(Beginning of EXTRACTED RECORDS)

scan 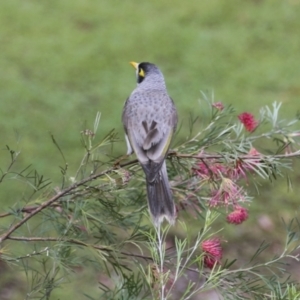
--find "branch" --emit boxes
[6,247,50,262]
[172,150,300,160]
[1,150,299,240]
[0,165,113,243]
[6,236,153,261]
[0,204,62,218]
[0,156,141,242]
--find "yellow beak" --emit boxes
[130,61,139,70]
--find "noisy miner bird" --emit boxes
[122,62,178,225]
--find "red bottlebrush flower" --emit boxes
[209,178,244,207]
[202,238,222,269]
[209,189,231,207]
[193,161,227,179]
[212,102,224,111]
[238,112,258,132]
[227,206,249,225]
[228,159,247,181]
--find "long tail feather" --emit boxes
[146,161,175,225]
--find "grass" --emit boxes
[0,0,300,298]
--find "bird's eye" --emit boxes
[137,67,145,83]
[138,68,145,78]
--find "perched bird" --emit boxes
[122,62,178,225]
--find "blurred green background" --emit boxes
[1,0,300,298]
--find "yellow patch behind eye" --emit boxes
[139,68,145,77]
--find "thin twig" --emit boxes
[0,204,62,218]
[6,236,153,260]
[6,235,201,274]
[173,151,300,160]
[6,247,50,262]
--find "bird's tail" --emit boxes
[146,161,176,226]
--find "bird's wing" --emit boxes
[146,126,173,162]
[148,99,178,160]
[123,109,149,163]
[123,94,178,181]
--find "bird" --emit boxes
[122,61,178,225]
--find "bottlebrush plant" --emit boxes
[0,95,299,300]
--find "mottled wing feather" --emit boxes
[146,128,173,162]
[126,121,149,163]
[143,127,159,150]
[123,94,177,180]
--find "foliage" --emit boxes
[0,97,300,299]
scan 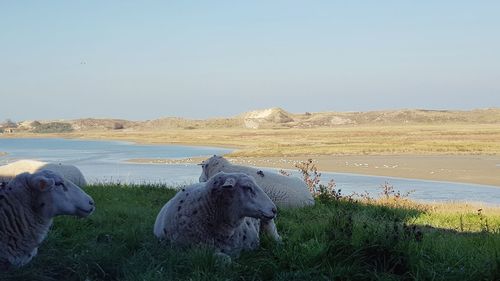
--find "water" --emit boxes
[1,138,499,205]
[319,172,500,206]
[0,138,231,186]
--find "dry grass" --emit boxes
[9,123,498,157]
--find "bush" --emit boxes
[31,122,73,133]
[294,159,343,200]
[30,121,41,127]
[113,122,124,130]
[2,119,17,128]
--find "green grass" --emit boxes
[1,184,499,281]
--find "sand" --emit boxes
[128,154,500,187]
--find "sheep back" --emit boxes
[0,160,87,186]
[0,173,52,268]
[200,156,314,208]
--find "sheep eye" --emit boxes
[243,186,255,195]
[55,182,67,190]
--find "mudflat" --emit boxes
[128,154,500,187]
[228,155,500,187]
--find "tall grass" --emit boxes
[1,183,499,281]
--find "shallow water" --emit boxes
[1,138,499,205]
[0,138,230,186]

(End of EXTRACTED RECORDS)

▶ **EXERCISE OBJECTIVE**
In your copy, repeat each record exactly and include no pictures.

▶ **SOLVED EXERCISE**
scan 
--find "branch" --emit boxes
[6,247,50,262]
[172,150,300,160]
[1,150,299,240]
[0,165,113,243]
[6,236,153,261]
[0,204,62,218]
[0,156,141,242]
--find "yellow beak" --emit boxes
[130,61,139,70]
--find "noisy miner bird" --emit boxes
[122,62,178,225]
--find "red bottlebrush flower" --emit boxes
[209,178,244,207]
[202,238,222,269]
[209,189,231,207]
[193,161,227,179]
[212,102,224,111]
[238,112,258,132]
[227,206,249,225]
[228,159,247,181]
--find "long tail feather" --emit boxes
[146,161,175,225]
--find "grass" --emit boxes
[0,0,300,298]
--find "bird's eye" --emit boxes
[137,67,145,83]
[138,68,145,78]
--find "perched bird" --emit boxes
[122,62,178,225]
--find "blurred green background" --emit boxes
[1,0,300,298]
--find "yellow patch behind eye" --emit boxes
[139,68,145,77]
--find "thin twig" --emit boxes
[0,204,62,218]
[6,236,153,260]
[6,235,201,274]
[173,151,300,160]
[6,247,50,262]
--find "bird's tail" --emit boxes
[146,161,176,226]
--find "bird's wing" --emit boxes
[146,126,173,162]
[148,99,178,160]
[123,109,149,163]
[123,94,178,181]
--find "bird" --emit boxes
[122,61,178,225]
--find "bottlebrush plant" --emit boxes
[0,95,299,300]
--find "mottled wing feather" --emit boxes
[146,128,173,162]
[126,121,149,163]
[143,127,159,150]
[123,94,177,180]
--find "foliage" --emit boxes
[0,97,300,299]
scan 
--find "water" --emit boxes
[1,138,499,205]
[319,172,500,206]
[0,138,231,186]
--find "dry grass" --emit boxes
[9,123,498,157]
--find "bush" --emit boxes
[31,122,73,133]
[294,159,343,200]
[30,121,41,127]
[113,122,124,130]
[2,119,17,128]
--find "green grass" --emit boxes
[1,184,499,281]
--find "sand" --emit boxes
[128,154,500,187]
--find "sheep back" --emit boxes
[0,160,87,186]
[0,173,52,268]
[200,156,314,208]
--find "sheep eye" --emit boxes
[243,186,255,195]
[55,182,67,190]
--find "mudflat" --emit boxes
[128,154,500,187]
[228,155,500,187]
--find "tall grass" --emit boxes
[1,183,499,281]
--find "shallow water" --emit boxes
[1,138,499,205]
[0,138,230,186]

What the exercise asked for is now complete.